Exercise prompt
Rewrite the stretch of the article below on health care for Hispanic patients in Tyler from "Bethesda said approximately" through "comfortable seeking help.", replacing "approximately half" with "roughly half".

Passage to read

%%

Bethesda Health Clinic said a majority of their clientele identify as Hispanic, leading them to take initiative in properly serving their Spanish-speaking patients.
TYLER, Texas — When it comes to medical options for the Hispanic community, several East Texas health care systems said they are taking steps to offer affordable services and economic opportunities.
If a migrant living in the United States wants to seek a doctor about something as common as catching the flu they don’t have many options. But thankfully in Tyler, Bethesda Health Clinic said they want to make sure no one is left untreated.
The clinic is located near the heart of downtown Tyler and is a place where hardworking low-income adults who don’t have health insurance can seek medical treatment. Rebecca Olivarez, specialty coordinator at the facility, said the need exists across demographics.
“We want them to be able to come in here, see their provider, get the lab works, and at least come once a year,” Olivarez said. “Or be able to come in every three months to be seen for their diabetes or their heart disease and be affordable.”
Bethesda said approximately half of their clientele identify as Hispanic with some of their patients being only Spanish-speaking adults. Olivarez said she’s made it a priority to make them comfortable seeking help.
“When they come here or they’re around somebody who speaks English they get embarrassed,” Olivarez said. “So I do a lot of translating for my specialists that come here to the clinic, but it really is important to be able to speak both languages.”
Yeneth Renteria is one of those Spanish-speaking patients of the clinic and moved to Tyler from San Luis Potosi, Mexico. She works as a house cleaner and has been booking appointments with Bethesda for 10 years.
“Because sometimes you don’t have the funds and in other places it’s more expensive,” Renteria said. “(Bethesda) gives the opportunity by making it low cost.”
She’s been able to see a chiropractor and dentist on an affordable budget since she does not have health insurance or speak English as her first language.
“It’s easy and they have interpreters in case you don’t speak English,” Renteria said. “They help to translate for you. It’s easy for someone who’s not feeling well to go to this clinic and get attended to. It’s easy to get medication that you need in order for you to feel better.”
Christus Health said they are also making efforts to provide affordable health care to Spanish-speaking patients, and taking an extra step to focus on hiring from economically disadvantaged areas. In a press release from Healthcare Anchor Network, Christus Health announced they are part of a commitment to reach at least 10% of new hires from these areas to create opportunities for them.
“Diversity and inclusion are foundational to our ability to provide care that is equitable for all. We recognize that health and wellness are intrinsically tied to steady employment and stable income,” President and CEO Ernie Sadau said in a statement. “By focusing on increasing opportunities for our historically marginalized populations, we build a diverse workforce that reflects our communities.”

%%

Data
%%

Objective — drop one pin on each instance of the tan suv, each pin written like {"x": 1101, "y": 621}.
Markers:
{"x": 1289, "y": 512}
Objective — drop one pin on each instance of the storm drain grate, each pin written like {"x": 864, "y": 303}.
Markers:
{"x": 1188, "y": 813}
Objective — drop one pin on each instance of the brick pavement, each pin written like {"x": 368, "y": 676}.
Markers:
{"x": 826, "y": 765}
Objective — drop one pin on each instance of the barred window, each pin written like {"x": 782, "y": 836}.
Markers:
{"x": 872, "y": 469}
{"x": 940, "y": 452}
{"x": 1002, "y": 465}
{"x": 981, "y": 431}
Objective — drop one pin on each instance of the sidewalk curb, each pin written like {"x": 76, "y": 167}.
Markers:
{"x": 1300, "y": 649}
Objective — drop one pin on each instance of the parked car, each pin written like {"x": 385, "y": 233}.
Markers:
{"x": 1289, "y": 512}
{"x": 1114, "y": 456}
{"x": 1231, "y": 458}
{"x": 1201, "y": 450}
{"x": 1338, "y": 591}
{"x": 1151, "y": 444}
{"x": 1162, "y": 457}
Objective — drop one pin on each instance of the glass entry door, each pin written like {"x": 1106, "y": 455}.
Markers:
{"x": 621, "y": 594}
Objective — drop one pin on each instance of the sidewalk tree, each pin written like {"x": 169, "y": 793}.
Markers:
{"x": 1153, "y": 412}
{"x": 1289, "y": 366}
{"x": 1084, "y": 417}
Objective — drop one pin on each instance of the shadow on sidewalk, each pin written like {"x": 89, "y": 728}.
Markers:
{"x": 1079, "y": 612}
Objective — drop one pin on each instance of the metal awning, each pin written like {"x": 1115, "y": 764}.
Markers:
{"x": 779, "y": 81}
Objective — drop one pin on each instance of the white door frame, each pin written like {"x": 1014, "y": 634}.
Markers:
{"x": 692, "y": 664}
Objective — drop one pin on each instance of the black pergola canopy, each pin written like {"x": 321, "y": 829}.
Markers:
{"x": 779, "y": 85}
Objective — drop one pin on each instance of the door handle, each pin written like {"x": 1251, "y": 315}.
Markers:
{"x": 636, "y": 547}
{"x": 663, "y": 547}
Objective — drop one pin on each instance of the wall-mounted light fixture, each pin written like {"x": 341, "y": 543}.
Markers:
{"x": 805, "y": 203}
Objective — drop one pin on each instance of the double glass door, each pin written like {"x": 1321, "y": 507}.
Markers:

%%
%%

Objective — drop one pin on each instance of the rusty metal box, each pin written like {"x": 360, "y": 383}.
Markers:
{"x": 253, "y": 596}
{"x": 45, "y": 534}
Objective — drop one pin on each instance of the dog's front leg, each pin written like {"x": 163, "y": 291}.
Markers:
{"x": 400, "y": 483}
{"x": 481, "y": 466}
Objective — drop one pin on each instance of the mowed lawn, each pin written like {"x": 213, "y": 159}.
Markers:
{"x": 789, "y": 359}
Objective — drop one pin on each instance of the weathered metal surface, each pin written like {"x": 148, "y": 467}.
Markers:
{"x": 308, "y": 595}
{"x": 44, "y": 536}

%%
%%

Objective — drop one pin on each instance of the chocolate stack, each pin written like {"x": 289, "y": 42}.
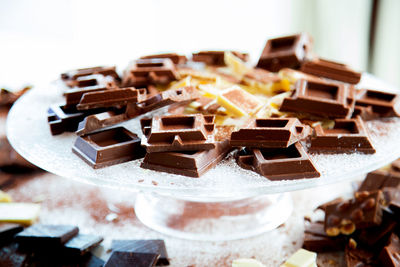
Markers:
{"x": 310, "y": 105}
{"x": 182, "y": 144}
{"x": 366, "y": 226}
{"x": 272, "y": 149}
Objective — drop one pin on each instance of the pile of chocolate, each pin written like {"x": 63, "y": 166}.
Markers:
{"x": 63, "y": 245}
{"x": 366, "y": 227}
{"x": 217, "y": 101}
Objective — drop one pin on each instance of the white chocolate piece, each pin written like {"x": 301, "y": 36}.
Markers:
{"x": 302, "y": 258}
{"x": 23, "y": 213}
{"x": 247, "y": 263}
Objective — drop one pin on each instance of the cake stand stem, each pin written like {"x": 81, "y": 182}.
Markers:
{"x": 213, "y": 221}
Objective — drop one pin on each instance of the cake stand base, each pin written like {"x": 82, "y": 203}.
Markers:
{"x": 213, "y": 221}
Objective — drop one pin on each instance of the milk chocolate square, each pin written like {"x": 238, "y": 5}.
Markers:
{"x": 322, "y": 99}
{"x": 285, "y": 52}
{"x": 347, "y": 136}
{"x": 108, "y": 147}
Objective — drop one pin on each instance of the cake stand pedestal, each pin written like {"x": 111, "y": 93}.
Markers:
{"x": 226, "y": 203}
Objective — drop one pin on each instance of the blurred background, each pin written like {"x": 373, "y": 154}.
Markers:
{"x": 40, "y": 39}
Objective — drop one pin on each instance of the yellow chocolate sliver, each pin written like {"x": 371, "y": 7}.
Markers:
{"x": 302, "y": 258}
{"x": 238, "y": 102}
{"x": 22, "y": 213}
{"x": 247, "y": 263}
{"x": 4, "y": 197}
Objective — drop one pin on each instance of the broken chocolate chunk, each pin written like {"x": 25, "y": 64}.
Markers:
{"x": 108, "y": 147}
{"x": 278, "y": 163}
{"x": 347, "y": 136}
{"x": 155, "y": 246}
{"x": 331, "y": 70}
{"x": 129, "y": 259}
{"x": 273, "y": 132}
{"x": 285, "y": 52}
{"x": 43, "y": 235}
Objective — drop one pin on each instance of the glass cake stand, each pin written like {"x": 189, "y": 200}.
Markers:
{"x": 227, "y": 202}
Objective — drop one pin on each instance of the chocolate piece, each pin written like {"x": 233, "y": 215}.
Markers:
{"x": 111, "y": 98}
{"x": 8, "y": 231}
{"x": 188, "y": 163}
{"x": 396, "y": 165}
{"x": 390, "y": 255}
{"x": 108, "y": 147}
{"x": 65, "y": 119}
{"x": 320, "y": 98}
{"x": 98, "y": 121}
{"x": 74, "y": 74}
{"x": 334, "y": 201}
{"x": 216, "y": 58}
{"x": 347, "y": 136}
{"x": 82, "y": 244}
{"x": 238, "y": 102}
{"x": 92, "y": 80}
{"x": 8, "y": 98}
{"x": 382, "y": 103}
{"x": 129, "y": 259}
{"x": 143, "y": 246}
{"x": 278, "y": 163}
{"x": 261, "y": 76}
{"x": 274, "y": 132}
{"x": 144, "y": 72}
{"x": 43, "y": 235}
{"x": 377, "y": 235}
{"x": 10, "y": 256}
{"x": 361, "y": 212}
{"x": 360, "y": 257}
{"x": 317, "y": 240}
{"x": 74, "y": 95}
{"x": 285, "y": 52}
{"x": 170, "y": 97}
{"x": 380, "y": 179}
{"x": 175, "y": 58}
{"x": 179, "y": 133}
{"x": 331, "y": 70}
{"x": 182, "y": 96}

%%

Result for this exercise
Bethesda said roughly half of their clientele identify as Hispanic with some of their patients being only Spanish-speaking adults. Olivarez said she’s made it a priority to make them comfortable seeking help.